## OBJECTIVE
Can you rewrite the bug report's paragraph beginning "The problem it seems is how" more briefly while keeping its main facts?

## SOURCE
## Begin
Bug 481227

Summary: multipath.conf: polling_interval is misleading in the docs
Product: Red Hat Enterprise Linux 5 Reporter: Shane Bradley <sbradley>
Component: device-mapper-multipathAssignee: Ben Marzinski <bmarzins>
Status: CLOSED ERRATA QA Contact: Cluster QE <mspqa-list>
Severity: medium Docs Contact:
Priority: low    
Version: 5.3CC: agk, bmarzins, bmr, christophe.varoqui, cward, dwysocha, edamato, egoggin, heinzm, junichi.nomura, kueda, lmb, mbroz, prockai, sghosh, tao, tranlan
Target Milestone: rcKeywords: Documentation, FutureFeature
Target Release: ---   
Hardware: All   
OS: Linux   
Whiteboard:
Fixed In Version: Doc Type: Enhancement
Doc Text:
Story Points: ---
Clone Of: Environment:
Last Closed: 2009-09-02 11:48:15 UTC Type: ---
Regression: --- Mount Type: ---
Documentation: --- CRM:
Verified Versions: Category: ---
oVirt Team: --- RHEL 7.3 requirements from Atomic Host:
Cloudforms Team: --- Target Upstream Version:
Embargoed:
Attachments:
Description Flags
patch to update docs on polling_interval none

Description Shane Bradley 2009-01-22 21:27:07 UTC
User-Agent:       Mozilla/5.0 (X11; U; Linux i686; en-US; rv:1.9.0.5) Gecko/2008121622 Fedora/3.0.5-1.fc10 Firefox/3.0.5

After reviewing the code and doing some testing I have noticed that
polling_interval did not work as expected. I had reviewed the
description of the option for multipath.conf and it conflicted with
the results that I had got

testing device-mapper-multipath on RHEL4/RHEL5.

$ cat /usr/share/doc/device-mapper-multipath-0.4.7/multipath.conf.annotated
#       # name    : polling_interval
#       # scope   : multipathd
#       # desc    : interval between two path checks in seconds
#       # default : 5
#       #
#       polling_interval 10

---------

The behaviour that I had expected based on the option's description above:
check path 1
wait polling_interval
check path 2
wait polling_interval
check path 1
wait polling_interval
check path 2
wait polling_interval

However after testing the results that I got was(with multipathd -v4):
example:
check path 1
check path 2
wait polling_interval
check path 1
check path 2
wait polling_interval

---------

The behaviour I seen in RHEL4 and RHEL5 was working as design after
reviewing the code and talking to a couple engineers.

The problem it seems is how I was reading the description of the
option. Most users read the word path as being "path" to a multipath
device and not path as in all possible paths to all possible mpaths.
## End
## RECORD LIST
## Begin
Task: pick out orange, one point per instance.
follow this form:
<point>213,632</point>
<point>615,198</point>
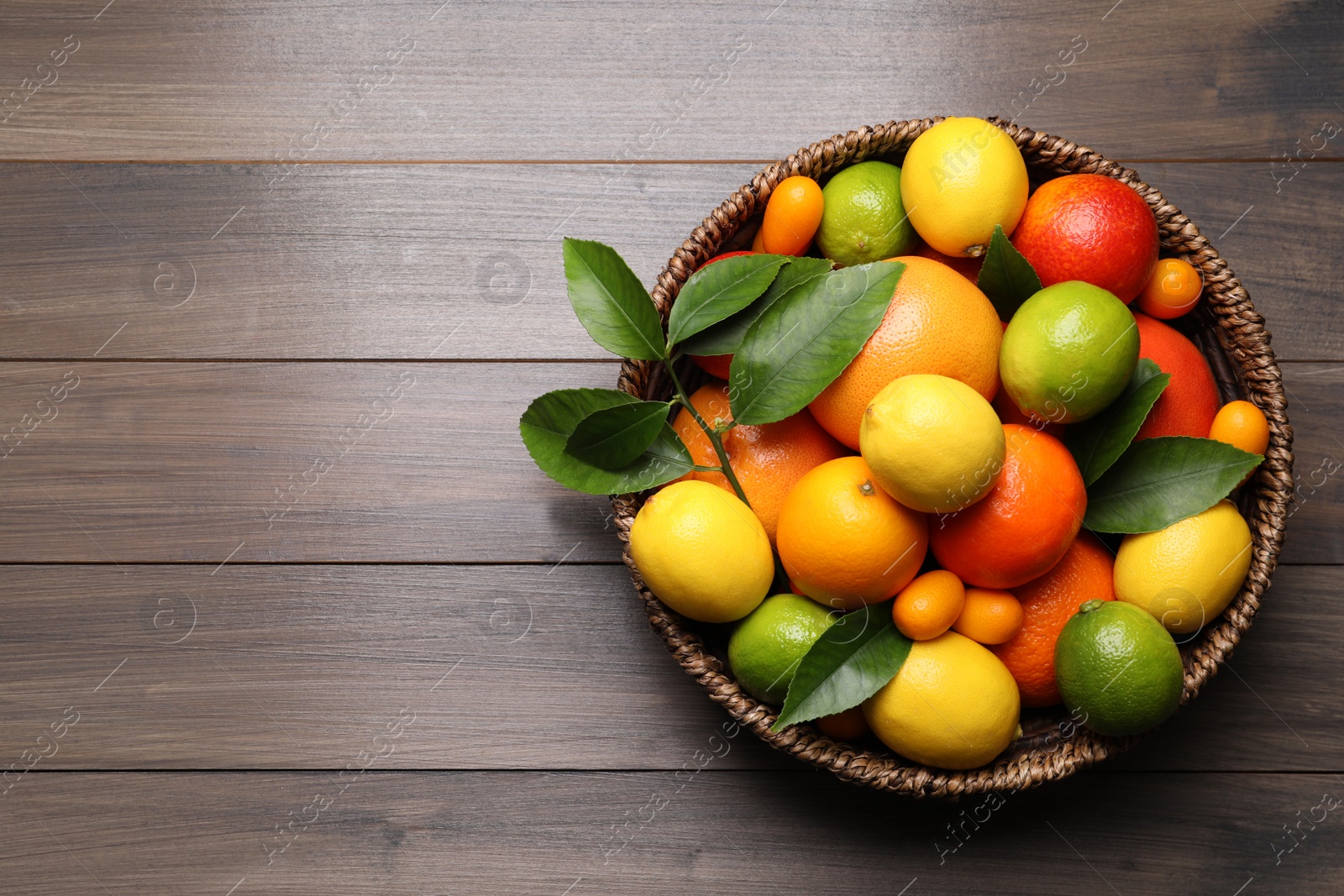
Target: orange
<point>1173,291</point>
<point>927,606</point>
<point>844,726</point>
<point>1085,574</point>
<point>792,217</point>
<point>1241,425</point>
<point>844,542</point>
<point>1026,521</point>
<point>1089,228</point>
<point>1189,403</point>
<point>990,617</point>
<point>768,459</point>
<point>937,322</point>
<point>968,268</point>
<point>718,364</point>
## End
## WRITTEN SOLUTION
The problem seems to lie in how the option's description was read: most users take "path" to mean a path to one multipath device, not all possible paths to all possible mpaths.